In the records, find each line where "golfer" occurs, and copy it.

——————

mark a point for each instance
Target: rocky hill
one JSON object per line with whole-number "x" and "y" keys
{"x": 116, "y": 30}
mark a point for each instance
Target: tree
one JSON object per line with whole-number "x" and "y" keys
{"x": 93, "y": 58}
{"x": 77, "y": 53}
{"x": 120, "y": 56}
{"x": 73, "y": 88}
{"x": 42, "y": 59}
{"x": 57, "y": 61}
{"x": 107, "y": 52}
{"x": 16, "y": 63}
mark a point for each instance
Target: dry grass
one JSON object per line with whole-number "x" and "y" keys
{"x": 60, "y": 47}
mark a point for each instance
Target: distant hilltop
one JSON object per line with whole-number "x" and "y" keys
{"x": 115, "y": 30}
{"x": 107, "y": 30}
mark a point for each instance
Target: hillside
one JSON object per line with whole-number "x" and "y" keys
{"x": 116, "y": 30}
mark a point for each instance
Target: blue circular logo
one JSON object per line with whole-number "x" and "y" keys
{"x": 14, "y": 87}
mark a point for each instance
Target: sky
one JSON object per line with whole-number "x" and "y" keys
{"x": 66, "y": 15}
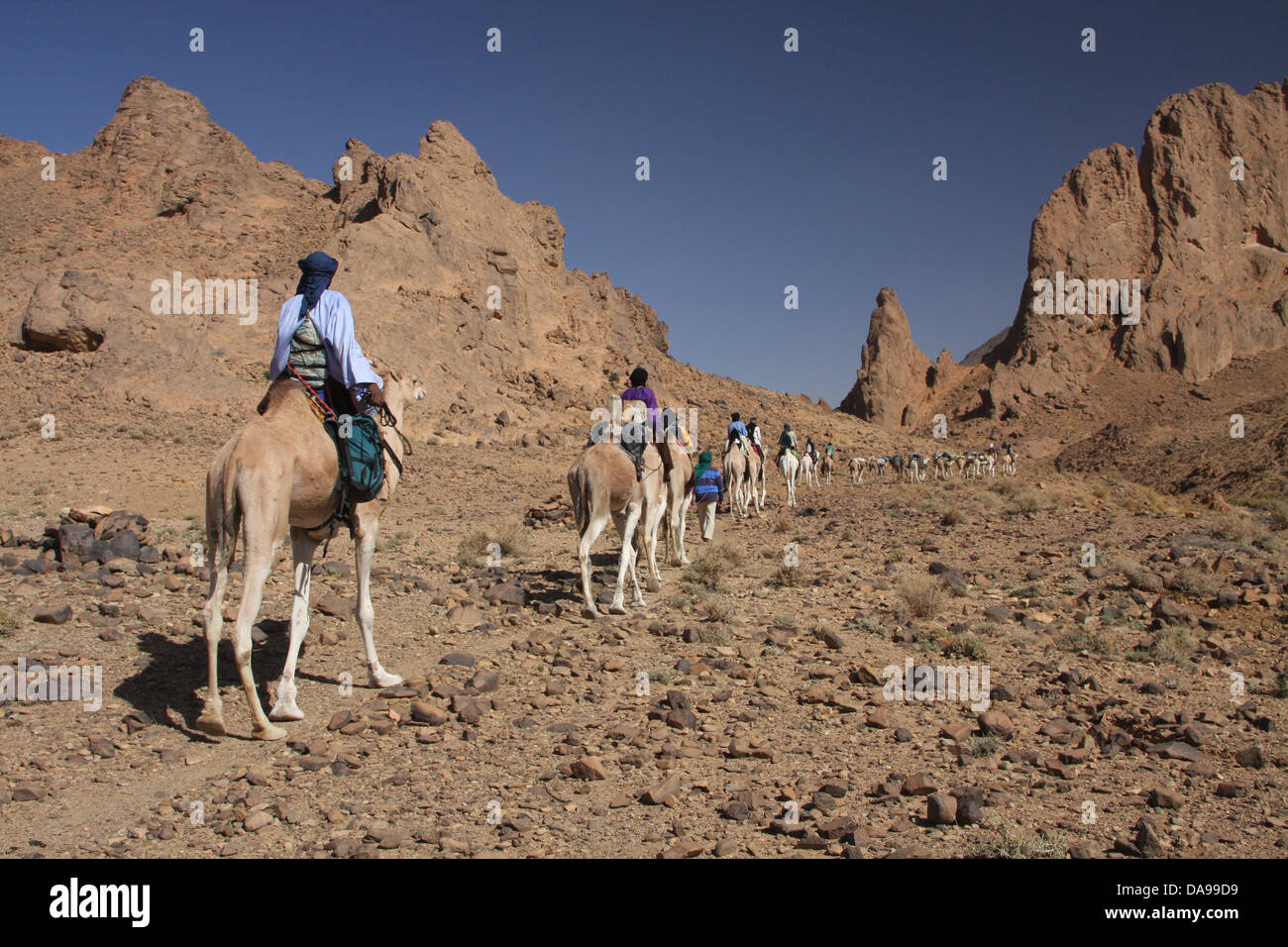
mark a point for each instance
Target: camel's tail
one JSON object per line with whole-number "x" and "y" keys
{"x": 580, "y": 504}
{"x": 223, "y": 515}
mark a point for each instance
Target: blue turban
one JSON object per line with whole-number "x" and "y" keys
{"x": 317, "y": 270}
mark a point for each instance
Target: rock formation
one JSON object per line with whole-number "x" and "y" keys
{"x": 447, "y": 275}
{"x": 897, "y": 382}
{"x": 1199, "y": 218}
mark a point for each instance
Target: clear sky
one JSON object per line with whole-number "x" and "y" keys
{"x": 768, "y": 167}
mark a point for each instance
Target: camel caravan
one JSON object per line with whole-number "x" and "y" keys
{"x": 327, "y": 451}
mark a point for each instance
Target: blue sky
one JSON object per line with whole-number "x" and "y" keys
{"x": 768, "y": 167}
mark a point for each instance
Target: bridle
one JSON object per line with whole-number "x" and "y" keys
{"x": 385, "y": 418}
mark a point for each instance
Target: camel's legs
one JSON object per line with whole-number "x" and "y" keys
{"x": 625, "y": 523}
{"x": 259, "y": 564}
{"x": 597, "y": 521}
{"x": 651, "y": 526}
{"x": 683, "y": 518}
{"x": 284, "y": 707}
{"x": 211, "y": 719}
{"x": 365, "y": 535}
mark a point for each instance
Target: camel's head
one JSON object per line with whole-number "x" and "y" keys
{"x": 400, "y": 390}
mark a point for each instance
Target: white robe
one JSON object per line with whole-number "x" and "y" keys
{"x": 334, "y": 321}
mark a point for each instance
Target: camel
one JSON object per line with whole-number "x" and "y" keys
{"x": 679, "y": 487}
{"x": 756, "y": 475}
{"x": 789, "y": 466}
{"x": 275, "y": 478}
{"x": 806, "y": 464}
{"x": 601, "y": 483}
{"x": 737, "y": 478}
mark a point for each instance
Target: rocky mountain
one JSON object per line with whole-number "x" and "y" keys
{"x": 897, "y": 385}
{"x": 1199, "y": 219}
{"x": 447, "y": 275}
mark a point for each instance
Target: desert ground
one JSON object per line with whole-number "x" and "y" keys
{"x": 1134, "y": 707}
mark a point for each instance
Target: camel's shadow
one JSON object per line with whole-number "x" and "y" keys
{"x": 166, "y": 688}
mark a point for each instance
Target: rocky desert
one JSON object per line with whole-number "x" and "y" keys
{"x": 1085, "y": 656}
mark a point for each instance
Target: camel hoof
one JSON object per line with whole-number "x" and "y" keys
{"x": 286, "y": 710}
{"x": 211, "y": 724}
{"x": 382, "y": 678}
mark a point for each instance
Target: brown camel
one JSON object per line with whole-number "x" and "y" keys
{"x": 756, "y": 480}
{"x": 737, "y": 480}
{"x": 274, "y": 479}
{"x": 679, "y": 489}
{"x": 601, "y": 484}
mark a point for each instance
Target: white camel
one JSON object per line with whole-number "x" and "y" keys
{"x": 275, "y": 478}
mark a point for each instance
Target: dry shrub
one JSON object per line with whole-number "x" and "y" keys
{"x": 712, "y": 569}
{"x": 923, "y": 595}
{"x": 513, "y": 536}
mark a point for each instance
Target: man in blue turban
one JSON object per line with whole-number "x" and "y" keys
{"x": 316, "y": 342}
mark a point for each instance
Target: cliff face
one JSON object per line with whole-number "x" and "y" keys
{"x": 1197, "y": 227}
{"x": 447, "y": 275}
{"x": 897, "y": 382}
{"x": 1201, "y": 219}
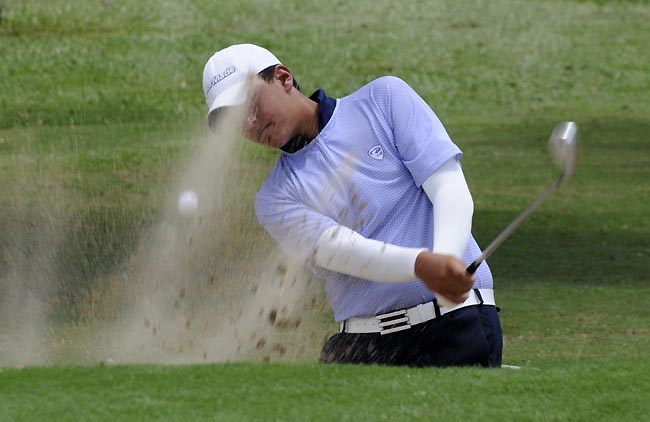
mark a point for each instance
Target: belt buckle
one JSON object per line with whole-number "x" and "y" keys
{"x": 393, "y": 322}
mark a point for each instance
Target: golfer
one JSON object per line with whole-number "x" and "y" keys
{"x": 369, "y": 193}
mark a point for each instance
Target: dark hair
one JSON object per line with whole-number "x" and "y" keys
{"x": 267, "y": 75}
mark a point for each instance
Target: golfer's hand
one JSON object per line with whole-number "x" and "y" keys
{"x": 445, "y": 275}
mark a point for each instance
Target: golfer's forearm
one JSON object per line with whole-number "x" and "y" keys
{"x": 452, "y": 209}
{"x": 343, "y": 250}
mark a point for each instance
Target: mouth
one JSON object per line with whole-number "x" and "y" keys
{"x": 265, "y": 140}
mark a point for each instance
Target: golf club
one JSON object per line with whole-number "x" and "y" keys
{"x": 563, "y": 146}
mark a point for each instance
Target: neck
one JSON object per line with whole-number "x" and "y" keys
{"x": 307, "y": 130}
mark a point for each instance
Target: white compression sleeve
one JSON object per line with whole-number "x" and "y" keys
{"x": 343, "y": 250}
{"x": 452, "y": 209}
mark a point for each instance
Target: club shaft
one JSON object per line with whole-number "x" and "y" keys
{"x": 513, "y": 226}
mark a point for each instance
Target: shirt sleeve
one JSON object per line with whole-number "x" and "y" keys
{"x": 420, "y": 138}
{"x": 295, "y": 226}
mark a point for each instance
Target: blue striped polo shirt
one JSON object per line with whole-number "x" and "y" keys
{"x": 364, "y": 170}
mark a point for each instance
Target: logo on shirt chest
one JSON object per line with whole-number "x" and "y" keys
{"x": 376, "y": 152}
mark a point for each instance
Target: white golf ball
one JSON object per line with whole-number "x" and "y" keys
{"x": 188, "y": 202}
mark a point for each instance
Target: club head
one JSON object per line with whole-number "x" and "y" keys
{"x": 563, "y": 146}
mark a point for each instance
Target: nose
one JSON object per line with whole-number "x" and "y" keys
{"x": 250, "y": 123}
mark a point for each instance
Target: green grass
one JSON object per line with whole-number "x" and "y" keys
{"x": 610, "y": 389}
{"x": 101, "y": 108}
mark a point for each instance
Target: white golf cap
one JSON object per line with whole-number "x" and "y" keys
{"x": 225, "y": 74}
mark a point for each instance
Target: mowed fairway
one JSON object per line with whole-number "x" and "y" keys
{"x": 101, "y": 106}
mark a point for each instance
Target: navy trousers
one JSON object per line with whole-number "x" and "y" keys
{"x": 469, "y": 336}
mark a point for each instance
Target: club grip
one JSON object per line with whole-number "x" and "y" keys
{"x": 473, "y": 266}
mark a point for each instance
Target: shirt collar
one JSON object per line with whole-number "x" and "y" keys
{"x": 325, "y": 111}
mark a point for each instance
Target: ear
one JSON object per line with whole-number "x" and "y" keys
{"x": 283, "y": 75}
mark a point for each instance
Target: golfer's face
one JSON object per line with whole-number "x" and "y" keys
{"x": 268, "y": 119}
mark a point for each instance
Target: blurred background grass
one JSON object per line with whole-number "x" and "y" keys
{"x": 101, "y": 103}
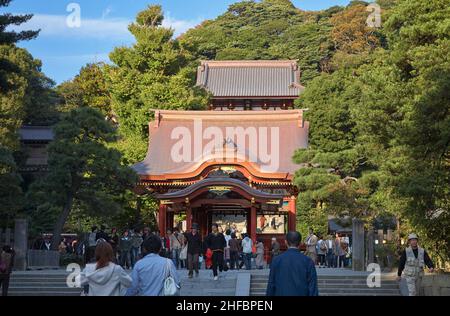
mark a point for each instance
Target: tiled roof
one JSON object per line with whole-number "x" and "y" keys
{"x": 292, "y": 134}
{"x": 253, "y": 78}
{"x": 36, "y": 133}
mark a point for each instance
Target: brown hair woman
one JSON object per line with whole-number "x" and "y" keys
{"x": 104, "y": 277}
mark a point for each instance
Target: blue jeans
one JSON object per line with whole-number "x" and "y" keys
{"x": 247, "y": 261}
{"x": 330, "y": 259}
{"x": 125, "y": 259}
{"x": 176, "y": 257}
{"x": 134, "y": 255}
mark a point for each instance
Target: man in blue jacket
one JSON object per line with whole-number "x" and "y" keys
{"x": 292, "y": 273}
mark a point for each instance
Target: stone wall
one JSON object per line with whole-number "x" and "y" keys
{"x": 436, "y": 285}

——————

▸ **RESULT**
Target: golfer
Target: golfer's hand
Target: golfer's forearm
Target: golfer's face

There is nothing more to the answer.